=== Section Start ===
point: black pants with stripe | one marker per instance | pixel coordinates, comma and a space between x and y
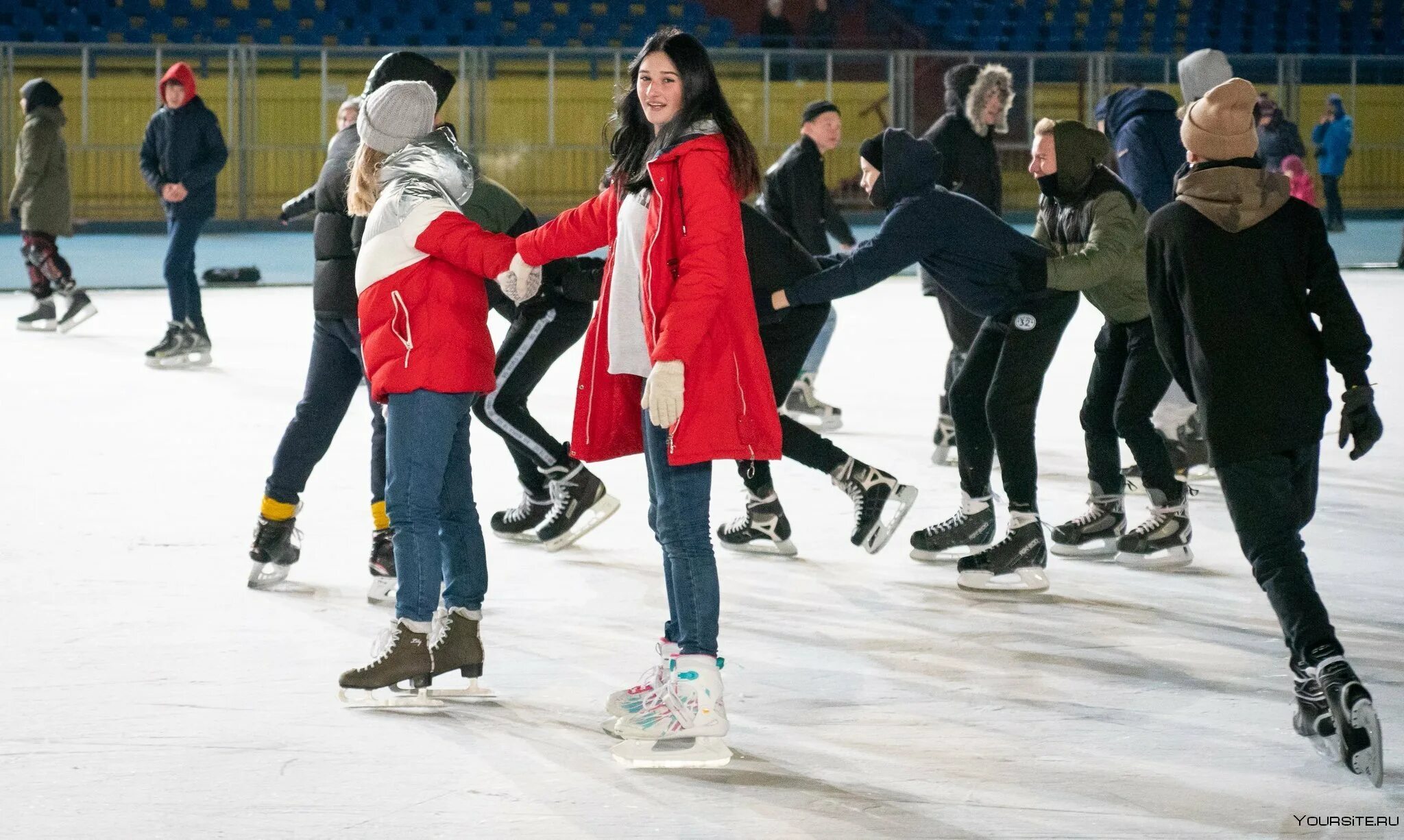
537, 338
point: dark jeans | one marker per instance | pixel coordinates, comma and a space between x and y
962, 325
1270, 501
52, 269
1334, 212
535, 340
1128, 382
333, 375
996, 397
680, 499
786, 344
428, 495
180, 269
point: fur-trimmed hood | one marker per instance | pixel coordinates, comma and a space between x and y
969, 86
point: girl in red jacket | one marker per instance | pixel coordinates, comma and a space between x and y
675, 334
427, 354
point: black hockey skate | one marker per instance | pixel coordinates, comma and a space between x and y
763, 529
1353, 711
273, 552
1014, 564
1096, 533
871, 490
384, 584
1163, 541
518, 523
44, 317
579, 504
969, 530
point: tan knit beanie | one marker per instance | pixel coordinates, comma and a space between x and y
1220, 127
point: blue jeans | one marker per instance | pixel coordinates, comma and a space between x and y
428, 495
821, 347
679, 502
333, 376
180, 269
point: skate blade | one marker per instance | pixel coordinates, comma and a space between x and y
679, 754
266, 576
1165, 558
1027, 580
904, 497
594, 518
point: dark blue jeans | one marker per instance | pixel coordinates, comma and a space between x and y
333, 376
180, 269
680, 499
428, 494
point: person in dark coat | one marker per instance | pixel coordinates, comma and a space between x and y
1145, 135
1219, 330
183, 155
978, 107
797, 199
778, 260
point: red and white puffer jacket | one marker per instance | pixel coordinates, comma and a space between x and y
420, 275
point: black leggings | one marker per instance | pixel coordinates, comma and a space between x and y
537, 338
786, 344
996, 397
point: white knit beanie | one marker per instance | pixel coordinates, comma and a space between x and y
396, 114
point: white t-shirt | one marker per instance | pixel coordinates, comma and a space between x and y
628, 349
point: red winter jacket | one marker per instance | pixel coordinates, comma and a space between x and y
697, 309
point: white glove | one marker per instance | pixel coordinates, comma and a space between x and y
520, 282
663, 395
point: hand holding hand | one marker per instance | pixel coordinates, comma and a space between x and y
663, 395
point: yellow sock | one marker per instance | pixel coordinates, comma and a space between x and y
277, 511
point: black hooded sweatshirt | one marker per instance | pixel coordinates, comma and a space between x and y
984, 264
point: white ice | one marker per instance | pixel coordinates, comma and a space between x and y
148, 693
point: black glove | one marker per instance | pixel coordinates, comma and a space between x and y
1359, 421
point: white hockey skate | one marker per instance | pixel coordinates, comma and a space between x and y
686, 727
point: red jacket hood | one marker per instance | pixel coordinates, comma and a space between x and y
180, 72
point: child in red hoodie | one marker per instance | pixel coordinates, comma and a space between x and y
427, 354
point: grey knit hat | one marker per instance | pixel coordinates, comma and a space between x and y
396, 114
1201, 72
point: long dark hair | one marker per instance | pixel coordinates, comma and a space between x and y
633, 142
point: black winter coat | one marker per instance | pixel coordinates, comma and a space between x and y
184, 146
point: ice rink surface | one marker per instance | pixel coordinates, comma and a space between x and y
148, 693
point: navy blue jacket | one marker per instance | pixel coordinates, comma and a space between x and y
1145, 135
987, 267
184, 146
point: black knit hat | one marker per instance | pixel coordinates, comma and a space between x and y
816, 110
871, 151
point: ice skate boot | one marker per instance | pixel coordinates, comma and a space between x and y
400, 654
1096, 533
384, 584
686, 727
802, 406
579, 504
80, 309
1163, 541
1353, 711
969, 530
871, 491
763, 529
945, 441
273, 552
518, 523
44, 317
1014, 564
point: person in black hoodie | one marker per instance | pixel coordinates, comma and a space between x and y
993, 271
1246, 348
786, 336
182, 156
978, 107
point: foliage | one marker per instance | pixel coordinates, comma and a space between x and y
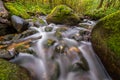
26, 10
112, 26
9, 71
62, 14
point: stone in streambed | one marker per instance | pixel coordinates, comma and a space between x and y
3, 11
106, 43
9, 71
6, 29
63, 15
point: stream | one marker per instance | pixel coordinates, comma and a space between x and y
62, 53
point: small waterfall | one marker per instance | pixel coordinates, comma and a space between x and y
63, 55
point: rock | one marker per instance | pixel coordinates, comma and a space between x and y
9, 71
48, 29
3, 11
38, 22
62, 15
106, 43
6, 29
19, 24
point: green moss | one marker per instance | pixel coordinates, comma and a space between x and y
106, 43
111, 24
9, 71
25, 10
63, 14
17, 9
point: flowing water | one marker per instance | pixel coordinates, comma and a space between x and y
63, 53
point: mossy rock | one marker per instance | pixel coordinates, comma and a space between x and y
16, 9
9, 71
63, 15
106, 43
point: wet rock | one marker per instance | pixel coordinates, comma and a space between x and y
6, 29
27, 33
50, 42
62, 15
38, 22
60, 48
106, 43
3, 11
19, 24
48, 29
58, 35
79, 67
61, 29
77, 37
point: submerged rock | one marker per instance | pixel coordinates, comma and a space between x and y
63, 15
9, 71
106, 43
19, 24
3, 11
6, 29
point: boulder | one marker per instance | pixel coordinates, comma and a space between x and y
9, 71
6, 29
106, 43
19, 24
63, 15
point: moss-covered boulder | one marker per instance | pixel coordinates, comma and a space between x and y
106, 43
62, 15
9, 71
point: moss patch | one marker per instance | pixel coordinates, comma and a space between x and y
106, 43
25, 10
9, 71
63, 15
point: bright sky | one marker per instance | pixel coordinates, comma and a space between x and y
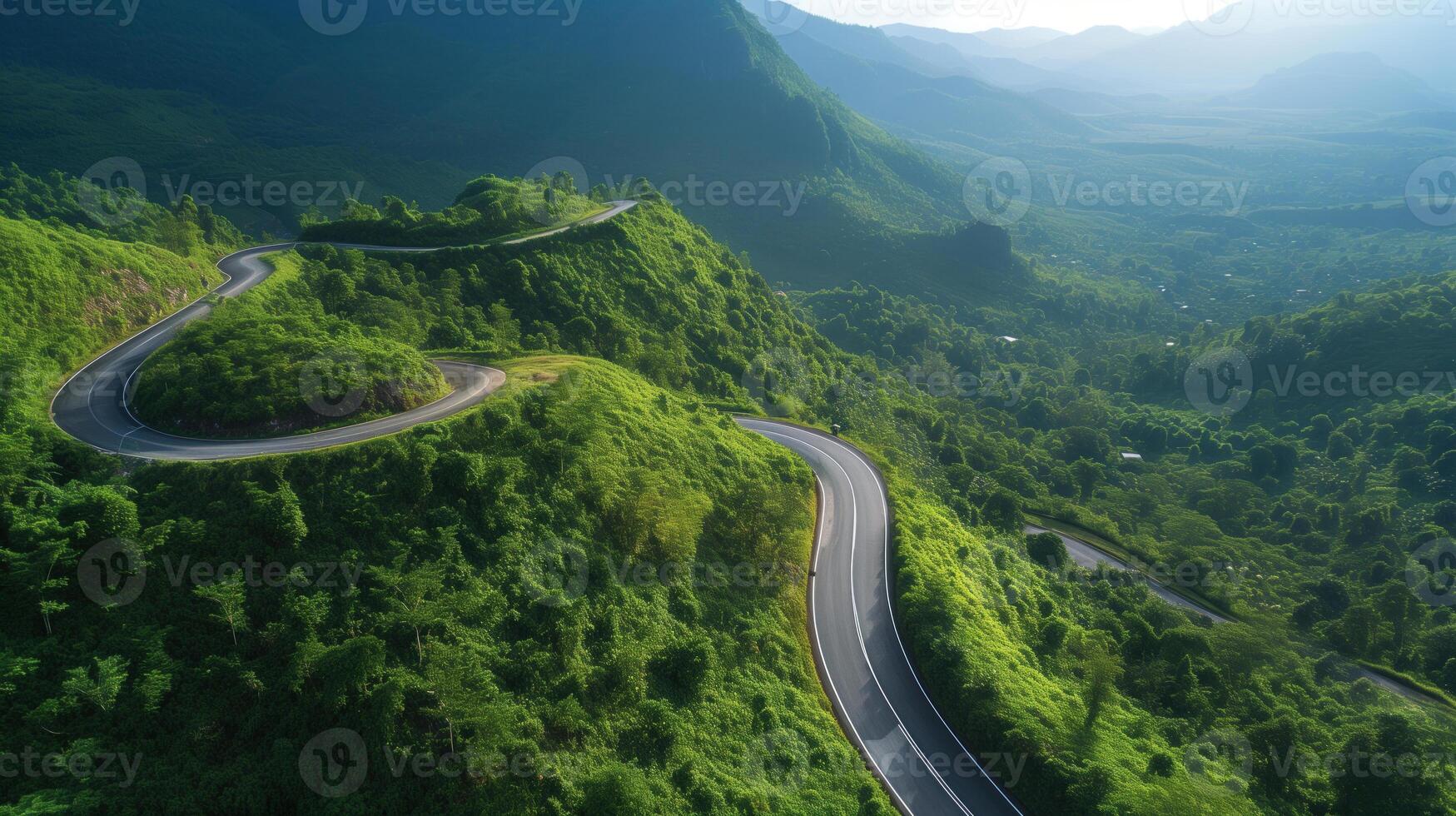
=== Section End ===
Your instructions: Transcribe every record above exactly, leaving out the pictures.

Written solution:
point: black pants with stripe | one marker per instance | pixel coordinates, comma and a space between x and y
537, 338
point: dark jeans | one marker per instance | pixel coordinates, comma and a space between x and y
962, 325
1270, 501
52, 269
1334, 212
535, 340
1128, 382
333, 375
996, 397
680, 499
786, 344
428, 495
180, 269
point: fur-trimmed hood | one marker per instance | pixel coordinates, comma and a space between x and y
969, 86
point: girl in red jacket | one marker per instance | pixel coordinates, comma and a space between x and y
675, 334
427, 354
point: black hockey skate | one marker per instance | pixel coordinates, comma and a space between x and y
763, 529
1353, 711
273, 552
1014, 564
1096, 533
871, 490
384, 584
1163, 541
518, 523
44, 317
579, 504
969, 530
point: tan knit beanie | one marker per instance | pixel coordinates, comma and a space between x and y
1220, 127
point: blue jeans | one marker per instance | pixel coordinates, comma and a space between x and y
428, 495
821, 347
679, 502
333, 376
180, 269
point: skate blade | one marker per instance | pixel coordinates, comma and a space between x and y
679, 754
266, 576
1165, 558
1027, 580
904, 497
594, 518
point: dark blue jeans | one marker per instance | pixel coordinates, comma and a space between x and y
333, 376
180, 269
680, 499
428, 494
point: person in dark coat | one marker per instance | pixel coordinates, comma and a space between x and y
1145, 135
1219, 330
183, 155
978, 107
797, 199
778, 260
point: red and white puffer jacket | one marker per instance | pixel coordinates, comma and a space between x and y
420, 275
point: black leggings | one marker per instance | pixel coordinates, comma and a space between x and y
537, 338
786, 344
996, 397
point: white knit beanie | one marker per instance | pixel coordinates, comma and a space between x and y
396, 114
point: white t-shirt | one marker per instance | pixel coordinates, comma and a space between x and y
628, 349
point: red winter jacket | one marker per instance | pixel coordinates, comma and a space between x and y
697, 309
point: white glove | one marker per instance | pixel coordinates, comma and a space between x and y
520, 282
663, 395
point: hand holding hand | one marker per instance | pixel coordinates, comma and a space between x and y
663, 395
point: yellow sock | one marker per instance | pixel coordinates, comma and a space between x and y
277, 511
point: black hooded sweatshirt | one marker per instance | pixel coordinates, comma and a space between x and y
984, 264
point: white ice | one marker per instance | pixel coordinates, comma and a space between x and y
148, 693
point: black glove | one marker per instance | pixel coordinates, comma and a space between x and y
1359, 421
point: white hockey skate | one marker per instance | pixel coordinates, comma and a space between x and y
686, 727
point: red jacket hood | one marker per instance | pixel coordinates, comma and a space between x and y
180, 72
point: child in red hoodie | one marker per instance | pixel coordinates, comma and a space between x and y
427, 354
point: grey knit hat | one marker per instance | pixel coordinates, comma and a space between x and y
396, 114
1201, 72
point: long dark hair | one marker per instance | pixel coordinates, comma and a space between x and y
633, 142
point: black winter coat | one marker per instance | pixel coordinates, comma and a space between x and y
184, 146
point: ice rink surface | one marker per instance | pixel coordinates, comma and a space between x and y
148, 693
point: navy blue jacket | one marker per instance | pixel coordinates, comma and a space between x and y
1145, 135
987, 267
184, 146
point: black knit hat | one marker per instance | pixel coordinates, comma and a space between x and y
816, 110
871, 151
point: ice skate boot | one marker per instance | pixel coordinates, comma and a space between x and y
400, 654
1096, 533
384, 584
686, 727
802, 406
579, 504
80, 309
1163, 541
1353, 711
969, 530
871, 491
763, 529
945, 441
273, 552
518, 523
44, 317
1014, 564
point: person in black hoodie | one marker per instance | pixel coordinates, comma and a space between x and y
993, 271
1246, 348
786, 336
182, 156
978, 107
point: foliage | one marker per instance | pixel coordinates, comma and a space between x and y
26, 10
112, 26
9, 71
62, 14
point: stone in streambed | one marker per instance | pixel coordinates, comma and a space between x and y
3, 11
106, 43
9, 71
6, 29
63, 15
point: stream | one marker per instance | pixel coordinates, comma and a space between x and y
62, 53
point: small waterfall | one marker per instance | pixel coordinates, comma and a space between x and y
63, 55
point: rock | one marker per instance | pixel coordinates, comma and a space between x and y
9, 71
48, 29
3, 11
38, 22
62, 15
106, 43
6, 29
19, 24
point: green moss | one marker per instance | pixel coordinates, comma and a space between x and y
106, 43
111, 24
9, 71
25, 10
63, 14
17, 9
point: flowing water | one marker per instance | pixel coordinates, comma and a space between x and y
63, 53
point: mossy rock | one marker per instance | pixel coordinates, comma and a space between x and y
16, 9
9, 71
63, 15
106, 43
point: wet rock | one marker per instance | pixel coordinates, comma and a space between x and y
6, 29
27, 33
50, 42
62, 15
38, 22
60, 48
106, 43
3, 11
19, 24
48, 29
58, 35
79, 67
61, 29
77, 37
point: submerged rock | one marker per instance | pixel coordinates, comma and a space between x and y
63, 15
9, 71
106, 43
19, 24
3, 11
6, 29
point: boulder | one marker per instance | pixel coordinates, comma and a space between x and y
9, 71
6, 29
106, 43
19, 24
63, 15
point: moss-covered boulder | one marker per instance | pixel coordinates, comma and a space between x and y
106, 43
62, 15
9, 71
point: moss patch | one marker per instance | pixel coordinates, comma and a space between x and y
106, 43
25, 10
9, 71
63, 15
point: bright sky | one marker per instance | pixel coordinates, comma and a space between x and y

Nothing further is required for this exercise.